§ Written problem
Convert every line of the records below into a Markdown table with the columns Row and Line. Give each line its own numbered row and omit any blank lines.

· · · ·

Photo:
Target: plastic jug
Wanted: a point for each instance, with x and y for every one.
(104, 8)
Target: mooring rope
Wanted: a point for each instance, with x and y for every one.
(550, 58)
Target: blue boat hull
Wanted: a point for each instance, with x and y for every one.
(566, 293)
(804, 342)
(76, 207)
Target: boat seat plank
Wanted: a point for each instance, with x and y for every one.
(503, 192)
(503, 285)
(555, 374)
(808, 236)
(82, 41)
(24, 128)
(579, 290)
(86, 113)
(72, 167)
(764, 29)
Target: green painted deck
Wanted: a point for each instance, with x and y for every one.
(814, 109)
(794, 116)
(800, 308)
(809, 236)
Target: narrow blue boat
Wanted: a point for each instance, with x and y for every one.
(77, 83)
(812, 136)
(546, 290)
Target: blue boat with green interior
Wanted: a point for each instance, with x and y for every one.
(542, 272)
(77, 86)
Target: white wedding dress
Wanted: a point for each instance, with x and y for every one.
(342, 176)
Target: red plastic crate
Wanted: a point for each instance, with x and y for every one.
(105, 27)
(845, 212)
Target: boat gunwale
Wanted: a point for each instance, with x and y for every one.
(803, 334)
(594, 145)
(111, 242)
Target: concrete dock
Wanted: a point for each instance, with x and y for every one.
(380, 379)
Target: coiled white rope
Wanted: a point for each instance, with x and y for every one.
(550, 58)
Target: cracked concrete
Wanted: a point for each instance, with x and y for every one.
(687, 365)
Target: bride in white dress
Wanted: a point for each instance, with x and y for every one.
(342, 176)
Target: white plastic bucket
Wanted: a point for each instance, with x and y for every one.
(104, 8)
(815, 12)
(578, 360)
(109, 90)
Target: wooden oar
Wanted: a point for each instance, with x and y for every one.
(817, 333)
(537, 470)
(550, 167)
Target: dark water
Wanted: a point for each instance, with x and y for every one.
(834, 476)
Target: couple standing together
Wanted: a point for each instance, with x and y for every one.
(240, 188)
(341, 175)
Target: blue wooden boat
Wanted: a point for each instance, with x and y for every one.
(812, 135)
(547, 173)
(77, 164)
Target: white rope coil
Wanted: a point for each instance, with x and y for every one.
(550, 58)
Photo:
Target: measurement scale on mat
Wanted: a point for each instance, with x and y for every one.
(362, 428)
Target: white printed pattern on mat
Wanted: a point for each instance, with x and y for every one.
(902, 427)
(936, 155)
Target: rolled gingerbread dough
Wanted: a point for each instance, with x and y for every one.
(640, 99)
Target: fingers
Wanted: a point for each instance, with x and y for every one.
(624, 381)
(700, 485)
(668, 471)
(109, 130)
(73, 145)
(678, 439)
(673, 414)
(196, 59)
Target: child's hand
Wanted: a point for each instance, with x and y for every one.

· · · ·

§ Finished exercise
| Row | Line |
|---|---|
| 1 | Photo: |
| 2 | Target: plastic jug |
| 3 | Wanted: a point for each instance, with x and y for every one. |
| 4 | (104, 8) |
| 5 | Target: mooring rope |
| 6 | Wanted: a point for each instance, with x and y for every one. |
| 7 | (550, 58) |
| 8 | Target: blue boat hull |
| 9 | Wanted: a point for each instance, with x and y for every one. |
| 10 | (566, 293) |
| 11 | (804, 342) |
| 12 | (76, 207) |
| 13 | Target: boat seat plank |
| 14 | Wanted: a point for each instance, with x and y for every one. |
| 15 | (503, 192) |
| 16 | (503, 285) |
| 17 | (555, 374) |
| 18 | (808, 236) |
| 19 | (82, 41) |
| 20 | (24, 128) |
| 21 | (579, 290) |
| 22 | (86, 113) |
| 23 | (72, 167) |
| 24 | (764, 29) |
| 25 | Target: green painted deck |
| 26 | Wanted: a point for each instance, with x and y for every one. |
| 27 | (814, 109) |
| 28 | (794, 116) |
| 29 | (800, 308) |
| 30 | (809, 236) |
| 31 | Target: narrow blue boat |
| 32 | Wanted: a point for each instance, with x and y for every one. |
| 33 | (77, 83) |
| 34 | (812, 136) |
| 35 | (546, 290) |
| 36 | Target: blue boat with green interior |
| 37 | Wanted: a point for each instance, with x and y for every one. |
| 38 | (542, 272) |
| 39 | (77, 86) |
| 40 | Target: white wedding dress |
| 41 | Wanted: a point for each instance, with x and y for every one. |
| 42 | (342, 176) |
| 43 | Target: red plastic crate |
| 44 | Wanted: a point for each instance, with x and y for every one. |
| 45 | (105, 27) |
| 46 | (845, 212) |
| 47 | Target: boat gunwale |
| 48 | Wanted: a point for each instance, with x and y for every one. |
| 49 | (803, 334) |
| 50 | (594, 145) |
| 51 | (111, 242) |
| 52 | Target: concrete dock |
| 53 | Wanted: a point for each instance, with x and y for every one. |
| 54 | (380, 379) |
| 55 | Target: coiled white rope |
| 56 | Wanted: a point for each instance, with x and y for every one. |
| 57 | (550, 58) |
| 58 | Target: cracked concrete |
| 59 | Wanted: a point for each instance, with x and y for every one. |
| 60 | (687, 365) |
| 61 | Target: bride in white dress |
| 62 | Wanted: a point for each instance, with x and y for every one. |
| 63 | (342, 176) |
| 64 | Target: white plastic bucket |
| 65 | Wanted: a point for each instance, with x and y for every one. |
| 66 | (104, 8) |
| 67 | (815, 12) |
| 68 | (578, 360) |
| 69 | (109, 90) |
| 70 | Target: wooden oar |
| 71 | Wanted: a point for each instance, with x and y for every one. |
| 72 | (817, 333) |
| 73 | (537, 470) |
| 74 | (550, 167) |
| 75 | Target: dark water |
| 76 | Wanted: a point for each instance, with x and y for every one. |
| 77 | (834, 476) |
| 78 | Target: couple standing together |
| 79 | Wanted: a point for each instance, with x and y for every one. |
| 80 | (240, 188) |
| 81 | (341, 175) |
| 82 | Target: blue wooden boat |
| 83 | Wanted: a point for each instance, with x and y for every one. |
| 84 | (812, 135) |
| 85 | (547, 173) |
| 86 | (77, 164) |
| 87 | Target: white rope coil |
| 88 | Wanted: a point for each instance, with x and y for every one. |
| 89 | (550, 58) |
| 90 | Photo: |
| 91 | Target: measurement scale on mat |
| 92 | Wanted: a point for each instance, with x and y for every one. |
| 93 | (362, 428) |
| 94 | Target: white printed pattern on mat |
| 95 | Wanted: a point for each instance, with x and y for every one. |
| 96 | (902, 427) |
| 97 | (936, 155) |
| 98 | Target: rolled gingerbread dough |
| 99 | Wanted: a point for each instance, with x and y for every one. |
| 100 | (640, 99) |
| 101 | Target: fingers |
| 102 | Wanted: a point for each instance, with x and y for every one. |
| 103 | (624, 381) |
| 104 | (700, 485) |
| 105 | (668, 471) |
| 106 | (109, 130) |
| 107 | (73, 145) |
| 108 | (678, 439) |
| 109 | (673, 414) |
| 110 | (196, 59) |
| 111 | Target: child's hand |
| 112 | Wanted: a point for each instance, with x and y for every one. |